WHAT THE TASK REQUIRES:
Write out word for word everything from "In addition to" down to "Iowa-based R&D operation." in the passage below about NGI's Iowa headquarters.

EXTRACT:
For NGI—the R&D sub­sidiary of skin care company Dermacia—the opportunity to open a regional headquarters in Iowa was made more attractive by a number of both state and local tax incentives and financ­ing. Further, the company's CSO, Dr. Tannin Fuja, is a member of the faculty at the university.
"Being here in Iowa was cer­tainly one consideration," Fuja says. "But also very attractive to us was a cash rebate from the state that is related to the amount of dollars we spend on R&D. It was an incentive that we found in very few other states." NGI's R&D operation will focus initially on discovering and developing skin and cancer thera­peutics "at the molecular level," he notes.
In addition to the new regional HQ, NGI also announced plans to simultaneously develop a new genetic material biobanking facil­ity in nearby Iowa City. In all, NGI anticipates the cost of the two proj­ects will be upward of $26 million and will add more than 180 jobs to the local economy over the next five years.
"Our intention is to make this one of the largest biobanking facil­ities in the United States," Fuja says. "When it and our other facil­ity are completed we anticipate there will be synergies between NGI and other companies attracted to the area by the university's facil­ity and our biobanking facility." In addition, Fuja noted that there are other partner companies for Dermacia and NGI that may open up some kind of office nearby to coordinate better with NGI's Iowa-based R&D operation.

COLLECTED MATERIAL:

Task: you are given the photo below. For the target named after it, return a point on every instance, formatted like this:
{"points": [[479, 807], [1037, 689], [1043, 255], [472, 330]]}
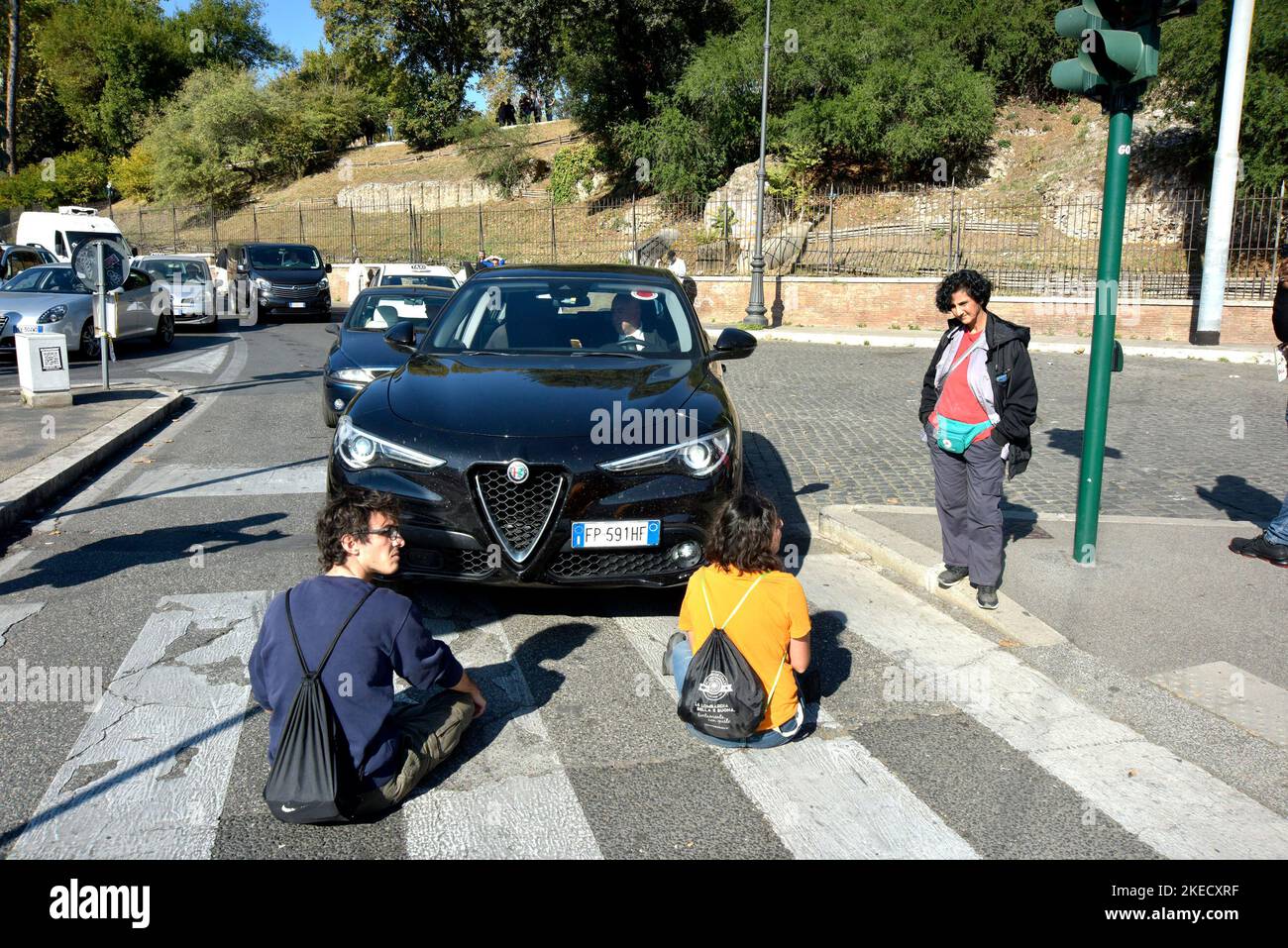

RESPONSE:
In addition to the new regional HQ, NGI also announced plans to simultaneously develop a new genetic material biobanking facil­ity in nearby Iowa City. In all, NGI anticipates the cost of the two proj­ects will be upward of $26 million and will add more than 180 jobs to the local economy over the next five years.
"Our intention is to make this one of the largest biobanking facil­ities in the United States," Fuja says. "When it and our other facil­ity are completed we anticipate there will be synergies between NGI and other companies attracted to the area by the university's facil­ity and our biobanking facility." In addition, Fuja noted that there are other partner companies for Dermacia and NGI that may open up some kind of office nearby to coordinate better with NGI's Iowa-based R&D operation.